## Problem statement
Using the newsletter text, mark each statement yes or no and quote the words that settle it: (a) This issue includes a new graphic on nuclear fusion. (b) The first-ever net energy production from a fusion reactor was announced early last year. (c) The graphic covers the main types of fusion reactors now in use.

## Provided passage
--- --- ---
Discover more from Periodycal – The Compound Interest Newsletter
Learn about nuclear fusion & submit your chemistry history moments
Welcome to another edition of the Periodycal newsletter! In this issue, there’s a new graphic on nuclear fusion and how reactors that attempt to harness it work, a call for you to let me know what chemistry history moments you’d like to see highlighted in the Today in Chemistry History series, and more. There’s also the usual summary of upcoming dates with relevant chemistry graphics and interesting chemistry news and features.
How do nuclear fusion reactors work?
With the news towards the end of last year of the first-ever net energy production from a nuclear fusion reactor, the time seems apt for the latest edition of Periodic Graphics to delve into the reactors’ inner workings. The graphic provides an overview of the background to nuclear fusions, the main types of reactors currently in use, and a short history of our efforts to harness fusion as an energy source.
--- --- ---
## Given information
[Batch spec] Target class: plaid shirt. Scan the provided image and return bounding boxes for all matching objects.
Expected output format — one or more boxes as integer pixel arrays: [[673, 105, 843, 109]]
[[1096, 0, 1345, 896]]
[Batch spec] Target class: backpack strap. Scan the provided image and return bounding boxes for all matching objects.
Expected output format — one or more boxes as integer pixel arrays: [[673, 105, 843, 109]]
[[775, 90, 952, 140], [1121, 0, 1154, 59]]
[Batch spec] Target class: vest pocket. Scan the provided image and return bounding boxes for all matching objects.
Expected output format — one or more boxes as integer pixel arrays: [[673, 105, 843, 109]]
--- --- ---
## Result of this exercise
(a) Yes: "there’s a new graphic on nuclear fusion and how reactors that attempt to harness it work"
(b) No: "With the news towards the end of last year of the first-ever net energy production from a nuclear fusion reactor"
(c) Yes: "the main types of reactors currently in use"